ARTICLE
begin

Why give your money to the IRS when it could go to your favorite charity instead? Instead of paying capital gains taxes to the IRS, take advantage of this unique 1031 exchange endgame to give those funds to a charity of your own choice. Tina Colson of Equity Advantage and Lon Dufek from Providence Foundations of Oregon discuss the basics of charitable remainder trusts and how they can let you do just that. FAQ What is a Charitable Remainder Trust (CRT)?
A CRT is a trust established for the benefit of a charitable organization under which the trustor receives income from an asset for a set number of years or for the trustor’s lifetime. It is a tool that enables you to reduce or virtually eliminate capital gains tax on the sale of an asset funding the CRT, claim an income tax deduction, or receive income and make a gift to the charity or charities of your choice. Upon the termination of the trust, the asset reverts to the charitable organization. The trustor receives a charitable contribution deduction in the year in which the trust is established, and the assets placed in the trust are exempt from capital gain tax.
What You Will Learn in This Video
- Why a CRT is an excellent end game strategy for an investor who is ready to sell their properties and retire
- The three major benefits of a CRT: bypass capital gains, increased income, charitable donations
- How a CRT may provide a steady income stream larger than the net rental income the investor was receiving
- An overview of the two major types of CRTs and the types of income they provide
- The best time to set up a CRT when selling your property and when it is too late to establish one
- CRTs and inheritance
- Why it is important to work with an experienced planned giving officer or gift planning officer
If you are an investor looking for an exit strategy, CRTs are just one more great option for you to choose from. Not only will you get a lifetime income, but also a charitable deduction and the ability to leave a legacy with your favorite charity.Read the Full Transcript
Tina Colson: Hi, I’m Tina Colson with Equity Advantage. I’m thrilled to be here today with the Lon Dufek, senior manager of the Office of Gift Planning with Providence Foundations of Oregon. When our clients are ready to sell their properties and retire, they’re always hit with this heavy capital gains tax. The good news is we have a variety of options and end games to offer those clients to help mitigate the tax consequences.

end

RECORDED DATA
begin

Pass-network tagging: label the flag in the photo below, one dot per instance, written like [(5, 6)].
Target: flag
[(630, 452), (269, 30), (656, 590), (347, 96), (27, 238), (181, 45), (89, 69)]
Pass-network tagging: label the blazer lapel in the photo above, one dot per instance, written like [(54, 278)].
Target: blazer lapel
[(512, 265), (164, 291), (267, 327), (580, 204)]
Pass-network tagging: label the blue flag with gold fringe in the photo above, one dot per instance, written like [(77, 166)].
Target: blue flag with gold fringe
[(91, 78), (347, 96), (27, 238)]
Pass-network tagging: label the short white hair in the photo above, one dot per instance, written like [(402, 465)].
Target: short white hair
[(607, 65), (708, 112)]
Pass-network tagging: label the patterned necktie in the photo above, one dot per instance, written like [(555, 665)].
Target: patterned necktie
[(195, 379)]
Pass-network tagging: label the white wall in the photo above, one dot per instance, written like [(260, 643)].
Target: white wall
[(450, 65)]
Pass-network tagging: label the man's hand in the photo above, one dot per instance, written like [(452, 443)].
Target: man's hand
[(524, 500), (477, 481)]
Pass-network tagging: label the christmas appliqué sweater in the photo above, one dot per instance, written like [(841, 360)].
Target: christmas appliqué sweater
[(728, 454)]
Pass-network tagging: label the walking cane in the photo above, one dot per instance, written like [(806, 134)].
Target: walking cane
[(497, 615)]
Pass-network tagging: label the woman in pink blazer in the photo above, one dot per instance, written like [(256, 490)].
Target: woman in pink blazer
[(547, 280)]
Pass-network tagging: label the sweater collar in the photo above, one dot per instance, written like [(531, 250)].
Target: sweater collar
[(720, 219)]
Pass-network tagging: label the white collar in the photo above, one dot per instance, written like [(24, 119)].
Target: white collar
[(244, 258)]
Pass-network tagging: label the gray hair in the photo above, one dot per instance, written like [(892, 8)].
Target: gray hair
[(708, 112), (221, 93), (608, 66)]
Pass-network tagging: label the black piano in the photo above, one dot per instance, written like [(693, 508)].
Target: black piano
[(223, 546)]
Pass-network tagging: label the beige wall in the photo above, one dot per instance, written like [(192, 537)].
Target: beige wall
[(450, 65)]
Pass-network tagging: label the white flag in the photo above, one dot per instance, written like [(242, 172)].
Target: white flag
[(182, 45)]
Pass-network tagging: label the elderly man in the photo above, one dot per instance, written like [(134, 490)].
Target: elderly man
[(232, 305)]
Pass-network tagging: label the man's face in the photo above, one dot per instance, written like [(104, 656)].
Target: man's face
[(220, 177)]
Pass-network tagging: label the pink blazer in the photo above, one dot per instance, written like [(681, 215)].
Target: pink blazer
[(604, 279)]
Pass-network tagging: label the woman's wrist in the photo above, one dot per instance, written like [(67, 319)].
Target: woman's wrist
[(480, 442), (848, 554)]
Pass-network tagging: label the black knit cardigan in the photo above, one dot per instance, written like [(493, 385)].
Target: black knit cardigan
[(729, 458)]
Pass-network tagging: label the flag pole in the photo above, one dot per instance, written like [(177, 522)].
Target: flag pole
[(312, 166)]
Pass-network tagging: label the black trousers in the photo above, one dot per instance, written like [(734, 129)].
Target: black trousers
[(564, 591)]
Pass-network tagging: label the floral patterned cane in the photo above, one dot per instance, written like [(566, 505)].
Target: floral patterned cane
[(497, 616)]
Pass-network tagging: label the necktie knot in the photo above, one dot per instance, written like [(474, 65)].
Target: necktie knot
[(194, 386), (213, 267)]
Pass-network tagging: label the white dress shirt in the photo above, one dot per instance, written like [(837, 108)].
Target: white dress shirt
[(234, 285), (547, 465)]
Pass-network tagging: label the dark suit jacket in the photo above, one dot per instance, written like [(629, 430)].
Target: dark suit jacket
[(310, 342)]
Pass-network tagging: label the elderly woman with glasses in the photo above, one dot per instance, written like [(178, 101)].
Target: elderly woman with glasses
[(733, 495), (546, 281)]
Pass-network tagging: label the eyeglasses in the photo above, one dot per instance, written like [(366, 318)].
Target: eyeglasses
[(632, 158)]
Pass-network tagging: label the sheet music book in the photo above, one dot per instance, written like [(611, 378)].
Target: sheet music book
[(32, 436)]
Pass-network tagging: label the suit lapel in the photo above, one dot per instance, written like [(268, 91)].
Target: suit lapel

end

SET TASK 1
Decide whether each statement below agrees with the charitable remainder trust article. Answer yes or no, and quote the words from the article that decide it.
(a) When the trust ends, the asset goes back to the trustor.
(b) The trustor gets a charitable contribution deduction in the year the trust is set up.
(c) Lon Dufek is a senior manager of the Office of Gift Planning.
SET TASK 2
Answer these questions using the charitable remainder trust article.
(a) Which company is Tina Colson with?
(b) For how long can the trustor receive income from the asset?
(c) What three major benefits of a CRT does the video cover?
SET TASK 3
Rewrite the paragraph of the charitable remainder trust article that begins "A CRT is a trust established" as a short bulleted list that keeps its main facts.

WRITTEN REPLY 1
(a) No: "Upon the termination of the trust, the asset reverts to the charitable organization."
(b) Yes: "The trustor receives a charitable contribution deduction in the year in which the trust is established"
(c) Yes: "senior manager of the Office of Gift Planning with Providence Foundations of Oregon"

WRITTEN REPLY 2
(a) Equity Advantage
(b) For a set number of years or for the trustor's lifetime
(c) Bypassing capital gains, increased income, and charitable donations

WRITTEN REPLY 3
- A CRT is a trust set up for the benefit of a charitable organization.
- The trustor receives income from an asset for a set number of years or for life.
- It can reduce or nearly eliminate capital gains tax on the sale of the asset funding it.
- It allows an income tax deduction, or income plus a gift to chosen charities.
- When the trust ends, the asset reverts to the charitable organization.
- The trustor gets a charitable contribution deduction in the year the trust is established.
- Assets placed in the trust are exempt from capital gain tax.